BRANO DA LEGGERE
┏━━
Ed eccoci qua, di nuovo sulle pagine digitali di MetalWave per l'esame d'un gruppo a suo modo giovane: il sestetto multinazionale chiamato Raven Lord. Se quest'intro vi ricorda qualcosa, allora probabilmente avete letto dei Book of Job! É proprio il caso di evidenziare multinazionale in quanto i suoi componenti hanno nazionalitá greca, serba, italiana, inglese, e statunitense!!! Notevole rapportato anche all'unione che ne deriva! Tutti i membri sono ben rodati per questa esperienza anche da decenni di attivitá! Il presente debutto Descent to the underworld é sicuramente forgiato potentemente con una consistenza ben carica, fuso in melodie più o meno ricercate ed in vista, saldato saldamente dalle diversitá d'ogni componente per coesistere, ed imbevuto in dosi di stupore cosí come d'incredulitá dovuta alla grande prova canora di Csaba Zvekan!! Questo signore dei corvi ha da dirci, ascoltiamo insieme!
Tutte le canzoni dispari di quest'album cominciano con un breve intro fuorviante ma molto gradito. La prima The rebel ha come protagonista il chitarrista ritmico George Karafotis, e funziona ogni volta! Il brano prosegue col regolare drumming di Lawrence Larry Paterson che guida un riff chiaramente d'attesa; ed ecco che anche Joe Stump smuove le dita sulla sua ESP facendo notare "che ci sta". Da menzionare il gustoso ritornello farcito di doppia grancassa aiutata da mirati colpi alle campane dei piatti, ed esasperato dalla giá da qui impressionante voce del serbo Csaba Zvekan; ritornello che diventa parte della fine grazie al ritmo che si fa sempre più incalzante, e deciso!
┗━━
RACCOLTA DATI
┏━━
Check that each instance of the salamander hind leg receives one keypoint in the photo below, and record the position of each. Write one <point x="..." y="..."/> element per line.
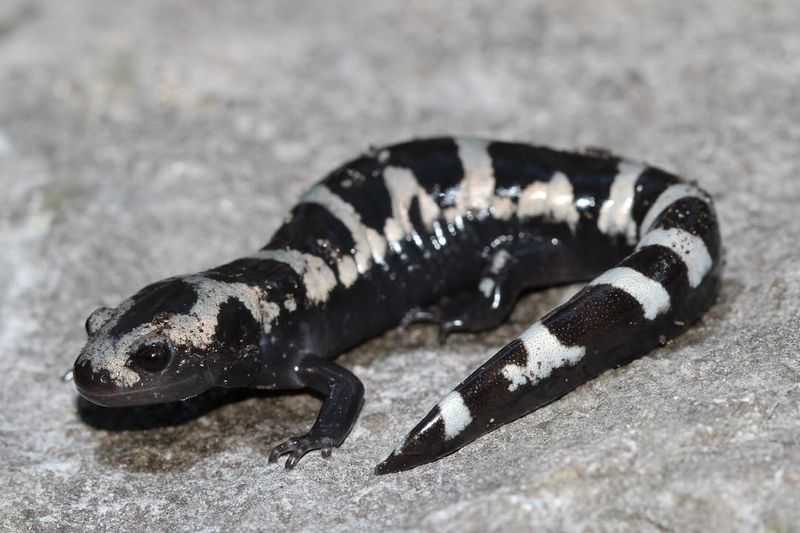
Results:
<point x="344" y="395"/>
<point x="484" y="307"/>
┗━━
┏━━
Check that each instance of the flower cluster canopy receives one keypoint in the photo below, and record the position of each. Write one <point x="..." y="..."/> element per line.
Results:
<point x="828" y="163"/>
┗━━
┏━━
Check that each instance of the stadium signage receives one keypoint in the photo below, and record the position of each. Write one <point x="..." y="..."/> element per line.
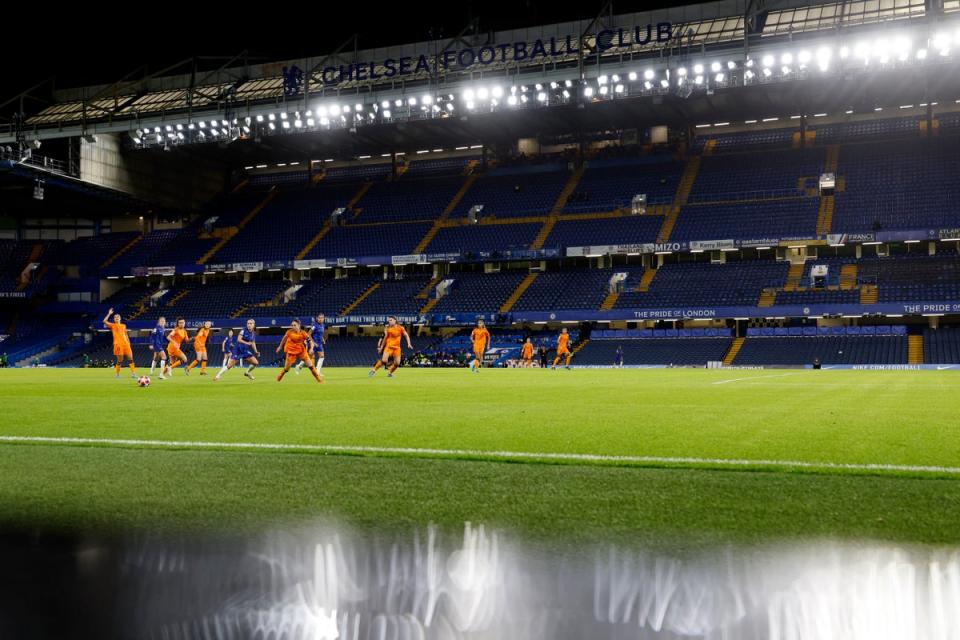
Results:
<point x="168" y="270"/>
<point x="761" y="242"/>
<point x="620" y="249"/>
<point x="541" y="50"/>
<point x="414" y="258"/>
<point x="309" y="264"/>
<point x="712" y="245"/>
┗━━
COMPITO SCRITTO
Secondo la recensione dei Raven Lord, perché conviene evidenziare che il sestetto è multinazionale? Rispondi con una, due o tre frasi.

RISPOSTA COMPLETA
Conviene evidenziarlo perché i componenti del gruppo hanno nazionalità greca, serba, italiana, inglese e statunitense.